- [Written request]:
Turn the rows below into a Markdown table with two columns, Number and Line, giving each row its number and skipping any blank lines.

start Dataset extract

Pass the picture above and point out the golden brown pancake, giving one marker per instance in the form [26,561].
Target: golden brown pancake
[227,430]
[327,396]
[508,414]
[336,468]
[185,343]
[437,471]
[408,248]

end Dataset extract

- [Completed task]:
| Number | Line |
|---|---|
| 1 | Pass the picture above and point out the golden brown pancake, giving one marker per instance in the form [26,561]. |
| 2 | Target: golden brown pancake |
| 3 | [227,430] |
| 4 | [327,396] |
| 5 | [508,414] |
| 6 | [336,468] |
| 7 | [185,343] |
| 8 | [437,471] |
| 9 | [408,248] |